Data.

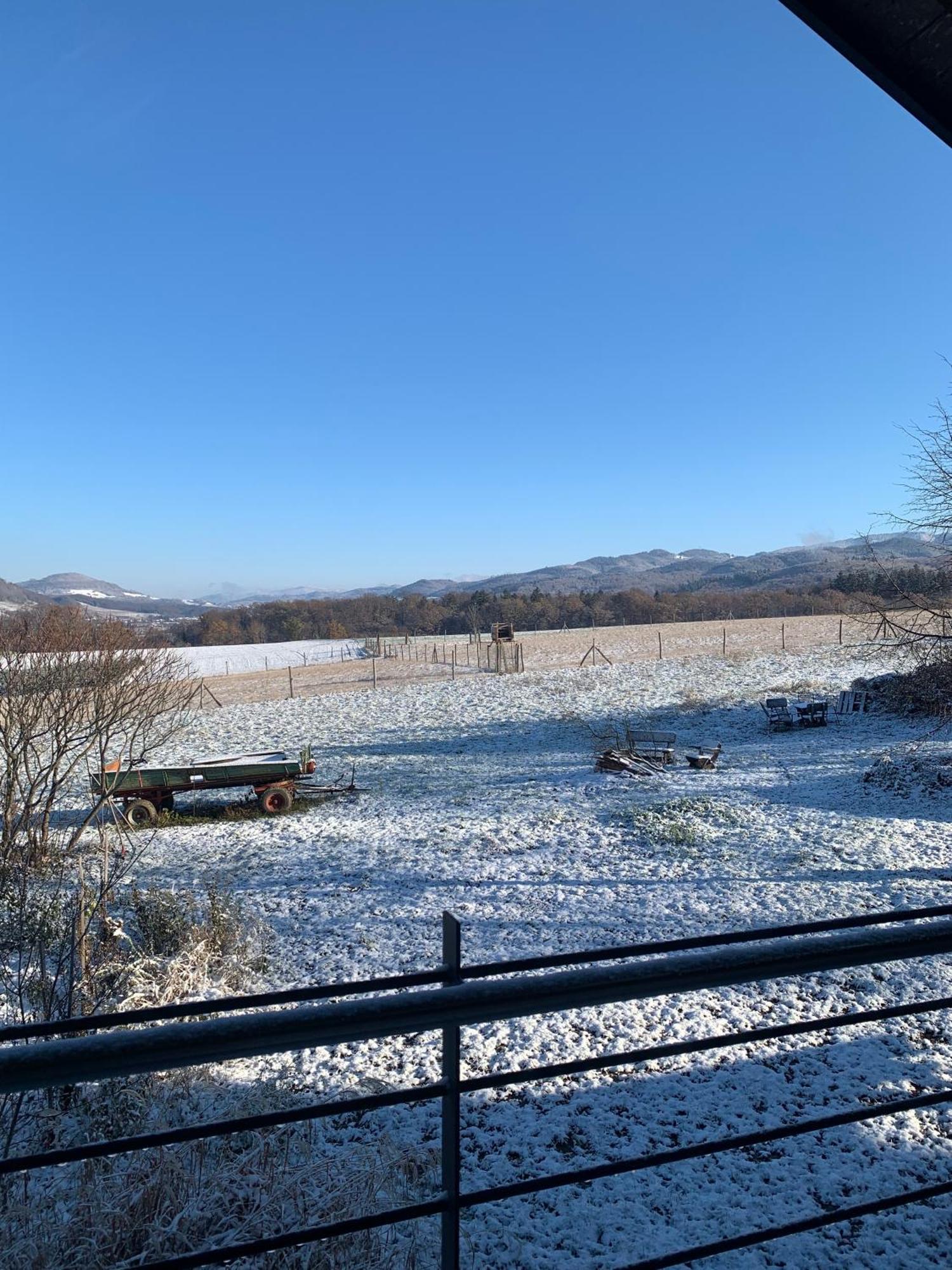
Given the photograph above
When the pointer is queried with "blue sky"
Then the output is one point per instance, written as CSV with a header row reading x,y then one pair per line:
x,y
362,291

Your task. An exact copy of the entries, minus the pictures, is what's needed here.

Output for this exercise.
Given the photograph above
When the pointer is queried with "blue sky"
Then the output is one point per instance, written as CSV with a header row reading x,y then one pair per line:
x,y
362,291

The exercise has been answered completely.